NBL Commissioner Jeremy Loeliger has revealed a bold ambition to take the NBL Cup overseas as a talent showcase in future seasons amid growing interest from NBA scouts.
The inaugural competition-within-a-competition tips off on Saturday, with all nine NBL clubs featuring in a total of 36 games over three weeks in a Melbourne hub.
The NBL Cup concept, which forms part of the National Basketball League’s regular season, was spawned from the league’s desire to churn out a large portion of games in quick succession amid the looming threat of further coronavirus disruptions.
One positive spin-off has been the attention the basketball bonanza has already garnered in the United States.
According to Loeliger, NBA team representatives explored the possibility of circumventing Australian COVID-19 quarantine rules to attend the NBL Cup in person.
That, of course, was not possible – but scouts will be able to continue streaming NBL games online.
“This is a pretty unique opportunity where there’s so much talent on show. Thirty-six games, all in one city, in a short amount of time – that’s scouting nirvana,” Loeliger told AAP.
“You saw how many people came from the US to our Blitz (preseason tournament) in the last couple of years and I can tell you that would’ve been even stronger again had there not been a two-week quarantine associated with flying in.

■ Excerpted records ■

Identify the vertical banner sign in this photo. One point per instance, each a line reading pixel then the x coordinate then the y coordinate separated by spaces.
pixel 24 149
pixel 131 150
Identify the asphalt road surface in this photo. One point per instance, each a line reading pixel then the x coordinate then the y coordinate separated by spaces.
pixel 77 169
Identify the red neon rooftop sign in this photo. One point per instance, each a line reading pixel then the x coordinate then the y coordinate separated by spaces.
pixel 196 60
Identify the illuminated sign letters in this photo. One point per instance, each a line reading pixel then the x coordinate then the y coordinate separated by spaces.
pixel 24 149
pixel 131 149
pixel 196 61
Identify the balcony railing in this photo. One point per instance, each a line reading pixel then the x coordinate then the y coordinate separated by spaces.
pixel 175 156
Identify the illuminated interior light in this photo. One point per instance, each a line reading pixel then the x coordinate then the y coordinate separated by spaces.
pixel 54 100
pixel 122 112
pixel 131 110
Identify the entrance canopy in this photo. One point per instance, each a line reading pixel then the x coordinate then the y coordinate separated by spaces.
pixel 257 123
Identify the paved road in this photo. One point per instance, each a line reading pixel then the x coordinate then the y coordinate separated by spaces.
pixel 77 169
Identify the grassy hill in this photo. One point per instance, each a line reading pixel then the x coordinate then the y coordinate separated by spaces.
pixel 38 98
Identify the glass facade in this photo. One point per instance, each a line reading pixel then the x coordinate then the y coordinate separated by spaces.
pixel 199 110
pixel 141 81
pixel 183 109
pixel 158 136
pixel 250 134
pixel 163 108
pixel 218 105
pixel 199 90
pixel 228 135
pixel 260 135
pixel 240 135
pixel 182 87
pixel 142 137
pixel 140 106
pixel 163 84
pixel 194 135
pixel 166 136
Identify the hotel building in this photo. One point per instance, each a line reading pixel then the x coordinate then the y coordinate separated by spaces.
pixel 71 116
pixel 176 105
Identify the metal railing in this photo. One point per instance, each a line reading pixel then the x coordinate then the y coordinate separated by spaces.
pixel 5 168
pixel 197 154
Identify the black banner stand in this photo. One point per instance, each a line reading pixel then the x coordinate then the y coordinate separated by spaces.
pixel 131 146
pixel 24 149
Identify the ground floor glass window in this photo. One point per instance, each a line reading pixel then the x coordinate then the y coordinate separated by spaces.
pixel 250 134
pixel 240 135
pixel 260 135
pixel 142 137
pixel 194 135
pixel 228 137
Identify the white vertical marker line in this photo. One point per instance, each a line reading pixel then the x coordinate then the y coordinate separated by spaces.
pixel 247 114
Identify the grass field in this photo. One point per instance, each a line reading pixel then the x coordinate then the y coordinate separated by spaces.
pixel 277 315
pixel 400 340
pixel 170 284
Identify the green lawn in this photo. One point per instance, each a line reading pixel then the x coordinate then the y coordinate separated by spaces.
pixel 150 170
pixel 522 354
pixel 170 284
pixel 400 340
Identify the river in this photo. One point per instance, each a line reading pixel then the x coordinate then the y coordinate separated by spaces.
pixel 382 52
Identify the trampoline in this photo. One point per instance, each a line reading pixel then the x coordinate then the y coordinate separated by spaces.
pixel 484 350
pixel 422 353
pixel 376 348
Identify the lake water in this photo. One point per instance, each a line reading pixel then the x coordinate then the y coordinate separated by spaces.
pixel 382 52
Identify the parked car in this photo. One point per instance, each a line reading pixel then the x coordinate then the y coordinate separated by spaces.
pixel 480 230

■ Task instructions ■
A) Repeat the part of the NBL Cup passage between "The NBL Cup concept, which" and "Cup in person.", inclusive.
B) Answer these questions using the NBL Cup passage:
(i) How many NBL clubs are taking part in the inaugural NBL Cup?
(ii) In which city is the hub where the games are being played?
(iii) How long was the quarantine that Loeliger associated with flying in?

■ Answers by task ■
A)
The NBL Cup concept, which forms part of the National Basketball League’s regular season, was spawned from the league’s desire to churn out a large portion of games in quick succession amid the looming threat of further coronavirus disruptions.
One positive spin-off has been the attention the basketball bonanza has already garnered in the United States.
According to Loeliger, NBA team representatives explored the possibility of circumventing Australian COVID-19 quarantine rules to attend the NBL Cup in person.

B)
(i) Nine
(ii) Melbourne
(iii) Two weeks